→ **ASSIGNMENT**:
Answer these questions from the text on pet allergies:
1. In which two seasons are outdoor-related seasonal allergies said to be worse?
2. What product is given as an example of a scent or soap that pets can be allergic to?
3. Which two digestive symptoms does the text link to food allergies?

Pet Allergies : Causes, Symptoms and Treatment of Allergies

Pet Allergies : Causes, Symptoms and Treatment of Allergies

Pets can suffer from seasonal and environmental allergies just like people can. Often, pets will experience allergies when the seasons change or new scents within their home environment. Allergies can be tricky to diagnose and even more brutal to treat. However, it is possible to beat pet allergies by recognizing the early symptoms and getting your pet some fast relief. Below, let’s take a closer look at what causes pet allergies to understand better how you can help your pet.

What Causes Pet Allergies?

Just like people, pet allergies can come from several environmental sources. Pet allergies can come from outdoor triggers and allergens such as pollen or mold. Usually, pets with allergies related to the outdoors will experience seasonal allergies that are worse as the seasons change in the spring and the fall.

Other times, pets will experience environmental allergies inside the home. These allergies could be anything from smoke to mold or mildew inside. Pets can also be allergic to different scents or soaps, such as scented laundry detergent. If your pet is allergic to a specific laundry detergent, remember not to use it even to wash your pet’s toys or bedding.

Pet allergies can also come from food allergies. Your pet may experience diarrhea or vomiting or have skin irritation connected to a food allergy. Remember that your pet could be allergic to pet food, treats, or even certain foods that people eat. Luckily, many companies that make dog food will offer specially blended foods that are generally safer for pets suffering from allergies.

What Are the Symptoms of Allergies?

→ **DATA EXTRACTS**:
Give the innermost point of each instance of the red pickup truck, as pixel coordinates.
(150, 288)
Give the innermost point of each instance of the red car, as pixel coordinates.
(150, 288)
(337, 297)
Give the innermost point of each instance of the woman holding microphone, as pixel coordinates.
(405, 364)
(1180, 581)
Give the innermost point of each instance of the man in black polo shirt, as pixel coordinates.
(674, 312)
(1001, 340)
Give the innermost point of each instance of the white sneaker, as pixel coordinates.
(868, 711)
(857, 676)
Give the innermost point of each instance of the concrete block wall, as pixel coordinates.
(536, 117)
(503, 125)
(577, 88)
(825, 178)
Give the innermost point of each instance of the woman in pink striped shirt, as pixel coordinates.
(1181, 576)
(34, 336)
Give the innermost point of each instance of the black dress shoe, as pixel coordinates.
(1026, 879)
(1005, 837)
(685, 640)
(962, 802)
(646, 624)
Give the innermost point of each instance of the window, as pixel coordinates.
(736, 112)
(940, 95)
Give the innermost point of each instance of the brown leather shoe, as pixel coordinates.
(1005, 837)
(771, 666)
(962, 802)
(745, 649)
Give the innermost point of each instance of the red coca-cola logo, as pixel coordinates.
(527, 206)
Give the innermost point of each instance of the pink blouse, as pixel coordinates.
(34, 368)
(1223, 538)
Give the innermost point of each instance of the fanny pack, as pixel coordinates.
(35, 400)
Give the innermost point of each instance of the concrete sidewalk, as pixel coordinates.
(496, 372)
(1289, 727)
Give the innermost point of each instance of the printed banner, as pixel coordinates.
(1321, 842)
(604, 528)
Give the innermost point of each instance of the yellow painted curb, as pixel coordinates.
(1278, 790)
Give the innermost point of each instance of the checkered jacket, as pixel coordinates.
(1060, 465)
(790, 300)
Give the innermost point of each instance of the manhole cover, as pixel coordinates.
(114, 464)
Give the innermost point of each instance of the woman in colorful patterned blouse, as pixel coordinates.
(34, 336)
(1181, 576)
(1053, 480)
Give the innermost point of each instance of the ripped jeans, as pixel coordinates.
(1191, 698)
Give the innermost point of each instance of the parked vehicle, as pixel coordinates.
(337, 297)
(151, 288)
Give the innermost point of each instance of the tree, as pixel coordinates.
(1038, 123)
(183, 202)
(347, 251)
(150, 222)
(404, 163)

→ **ANSWER FOR THIS EXERCISE**:
1. Spring and fall.
2. Scented laundry detergent.
3. Diarrhea and vomiting.